_ACTIVITY_.
Write out every record in full, keeping each character exactly as it is.

BEGIN MATERIAL SHOWN

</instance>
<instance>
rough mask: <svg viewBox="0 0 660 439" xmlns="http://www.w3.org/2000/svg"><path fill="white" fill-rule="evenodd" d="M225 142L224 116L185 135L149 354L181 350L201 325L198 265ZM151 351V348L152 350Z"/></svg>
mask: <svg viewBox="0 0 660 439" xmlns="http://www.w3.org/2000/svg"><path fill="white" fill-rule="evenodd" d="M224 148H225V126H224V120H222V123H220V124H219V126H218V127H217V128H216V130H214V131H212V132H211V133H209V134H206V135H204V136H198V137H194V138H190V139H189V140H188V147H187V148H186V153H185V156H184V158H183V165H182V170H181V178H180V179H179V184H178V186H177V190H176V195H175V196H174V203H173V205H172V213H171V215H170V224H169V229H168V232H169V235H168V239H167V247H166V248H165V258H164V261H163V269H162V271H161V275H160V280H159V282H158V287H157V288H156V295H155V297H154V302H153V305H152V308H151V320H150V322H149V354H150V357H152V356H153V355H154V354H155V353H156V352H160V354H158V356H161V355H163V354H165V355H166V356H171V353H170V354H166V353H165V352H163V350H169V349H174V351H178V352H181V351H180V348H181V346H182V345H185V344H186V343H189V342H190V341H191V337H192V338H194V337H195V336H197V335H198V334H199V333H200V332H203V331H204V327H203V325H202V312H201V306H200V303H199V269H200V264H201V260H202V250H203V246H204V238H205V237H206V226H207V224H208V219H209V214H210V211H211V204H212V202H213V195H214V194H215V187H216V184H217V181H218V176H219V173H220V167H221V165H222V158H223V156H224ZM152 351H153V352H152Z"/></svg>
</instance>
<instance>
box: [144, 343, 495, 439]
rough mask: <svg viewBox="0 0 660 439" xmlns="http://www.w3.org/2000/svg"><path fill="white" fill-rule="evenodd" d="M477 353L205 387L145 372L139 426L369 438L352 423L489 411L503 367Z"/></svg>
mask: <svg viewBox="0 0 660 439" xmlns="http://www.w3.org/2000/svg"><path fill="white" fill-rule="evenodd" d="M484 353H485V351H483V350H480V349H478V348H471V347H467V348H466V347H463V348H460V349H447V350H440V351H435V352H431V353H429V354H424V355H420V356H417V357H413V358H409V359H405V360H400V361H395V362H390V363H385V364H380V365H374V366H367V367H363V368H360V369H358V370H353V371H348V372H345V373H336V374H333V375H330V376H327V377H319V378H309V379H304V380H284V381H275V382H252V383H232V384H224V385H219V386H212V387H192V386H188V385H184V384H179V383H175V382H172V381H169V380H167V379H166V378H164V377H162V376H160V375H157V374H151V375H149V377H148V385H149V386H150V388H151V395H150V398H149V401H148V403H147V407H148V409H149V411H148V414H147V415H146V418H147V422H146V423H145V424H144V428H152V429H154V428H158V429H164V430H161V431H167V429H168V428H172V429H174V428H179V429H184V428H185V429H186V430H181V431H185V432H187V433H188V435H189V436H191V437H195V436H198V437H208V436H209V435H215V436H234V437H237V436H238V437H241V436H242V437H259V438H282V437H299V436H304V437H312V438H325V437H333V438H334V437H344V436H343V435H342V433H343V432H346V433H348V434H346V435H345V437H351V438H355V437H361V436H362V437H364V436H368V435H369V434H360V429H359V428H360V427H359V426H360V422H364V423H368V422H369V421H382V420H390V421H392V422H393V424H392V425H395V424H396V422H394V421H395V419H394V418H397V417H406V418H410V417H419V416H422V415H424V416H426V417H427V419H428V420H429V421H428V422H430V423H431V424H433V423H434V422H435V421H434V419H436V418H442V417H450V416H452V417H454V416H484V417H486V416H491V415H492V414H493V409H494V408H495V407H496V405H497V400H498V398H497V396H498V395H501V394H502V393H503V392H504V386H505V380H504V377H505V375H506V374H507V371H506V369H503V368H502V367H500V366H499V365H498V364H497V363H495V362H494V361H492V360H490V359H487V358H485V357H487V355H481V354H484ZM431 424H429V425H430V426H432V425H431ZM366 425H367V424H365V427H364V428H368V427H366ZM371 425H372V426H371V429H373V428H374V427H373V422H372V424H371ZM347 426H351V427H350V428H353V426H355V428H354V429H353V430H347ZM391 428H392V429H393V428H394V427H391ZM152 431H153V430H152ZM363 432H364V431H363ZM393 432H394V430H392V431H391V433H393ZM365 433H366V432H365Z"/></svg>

END MATERIAL SHOWN

_RESULT OF THE EXERCISE_.
</instance>
<instance>
rough mask: <svg viewBox="0 0 660 439" xmlns="http://www.w3.org/2000/svg"><path fill="white" fill-rule="evenodd" d="M225 142L224 116L185 135L149 354L181 350L201 325L198 265ZM151 351V348L152 350Z"/></svg>
mask: <svg viewBox="0 0 660 439" xmlns="http://www.w3.org/2000/svg"><path fill="white" fill-rule="evenodd" d="M224 148H225V126H224V120H222V123H220V124H219V126H218V127H217V128H216V130H214V131H212V132H211V133H209V134H206V135H204V136H198V137H194V138H190V139H189V140H188V147H187V148H186V153H185V156H184V158H183V165H182V170H181V178H180V179H179V184H178V186H177V190H176V195H175V196H174V203H173V205H172V213H171V215H170V224H169V229H168V232H169V235H168V239H167V247H166V248H165V258H164V261H163V269H162V271H161V275H160V280H159V282H158V287H157V288H156V295H155V297H154V302H153V305H152V308H151V320H150V322H149V354H150V357H152V356H153V355H154V354H155V353H156V352H160V354H158V356H161V355H163V354H165V355H166V356H171V353H170V354H166V353H165V352H163V350H169V349H174V351H178V352H181V351H180V348H181V346H182V345H185V344H186V343H189V342H190V341H191V337H192V338H194V337H195V336H197V335H198V334H199V333H200V332H203V331H204V327H203V325H202V312H201V306H200V303H199V269H200V264H201V260H202V250H203V246H204V238H205V237H206V226H207V224H208V219H209V214H210V211H211V204H212V202H213V195H214V194H215V187H216V184H217V181H218V176H219V173H220V167H221V165H222V158H223V156H224ZM152 351H153V352H152Z"/></svg>
</instance>
<instance>
box: [144, 343, 495, 439]
rough mask: <svg viewBox="0 0 660 439" xmlns="http://www.w3.org/2000/svg"><path fill="white" fill-rule="evenodd" d="M477 353L205 387L145 372L139 426L369 438L352 423L489 411L503 367Z"/></svg>
mask: <svg viewBox="0 0 660 439" xmlns="http://www.w3.org/2000/svg"><path fill="white" fill-rule="evenodd" d="M484 353H485V351H483V350H480V349H478V348H471V347H467V348H466V347H463V348H460V349H447V350H440V351H435V352H431V353H429V354H424V355H420V356H417V357H413V358H409V359H405V360H400V361H395V362H390V363H385V364H380V365H374V366H367V367H363V368H360V369H358V370H353V371H348V372H345V373H336V374H333V375H330V376H327V377H319V378H309V379H304V380H284V381H275V382H252V383H232V384H224V385H219V386H212V387H192V386H188V385H184V384H179V383H175V382H172V381H169V380H167V379H166V378H164V377H162V376H160V375H157V374H151V375H149V377H148V385H149V386H150V388H151V395H150V398H149V401H148V403H147V407H148V409H149V411H148V414H147V415H146V418H147V422H146V423H145V424H144V428H152V429H154V428H158V429H164V430H161V431H167V429H168V428H172V429H174V428H179V429H184V428H185V429H186V430H181V431H185V432H187V433H188V435H189V436H191V437H195V436H198V437H208V436H209V435H215V436H234V437H237V436H238V437H241V436H242V437H259V438H282V437H299V436H304V437H312V438H325V437H333V438H334V437H344V436H343V435H342V433H343V432H346V433H348V434H346V435H345V437H351V438H355V437H361V436H362V437H364V436H368V435H369V434H360V429H359V428H360V427H359V426H360V422H364V423H368V422H369V421H382V420H390V421H392V422H393V424H392V425H395V424H396V422H394V421H395V419H394V418H397V417H406V418H410V417H419V416H422V415H424V416H426V417H427V419H428V420H429V421H428V422H430V423H431V424H433V423H434V422H435V421H434V419H436V418H442V417H450V416H452V417H454V416H484V417H486V416H491V415H492V414H493V409H494V408H495V407H496V405H497V400H498V398H497V396H498V395H501V394H502V393H503V392H504V386H505V380H504V377H505V375H506V374H507V371H506V369H503V368H502V367H500V366H499V365H498V364H497V363H495V362H494V361H492V360H490V359H487V358H485V357H487V355H481V354H484ZM431 424H429V425H430V426H432V425H431ZM366 425H367V424H365V427H364V428H368V427H366ZM371 425H372V426H371V429H373V428H374V427H373V422H372V424H371ZM347 426H351V427H350V428H353V426H355V428H354V429H353V430H347ZM391 428H392V429H393V428H394V427H391ZM152 431H153V430H152ZM363 432H364V431H363ZM393 432H394V430H392V431H391V433H393ZM365 433H366V432H365Z"/></svg>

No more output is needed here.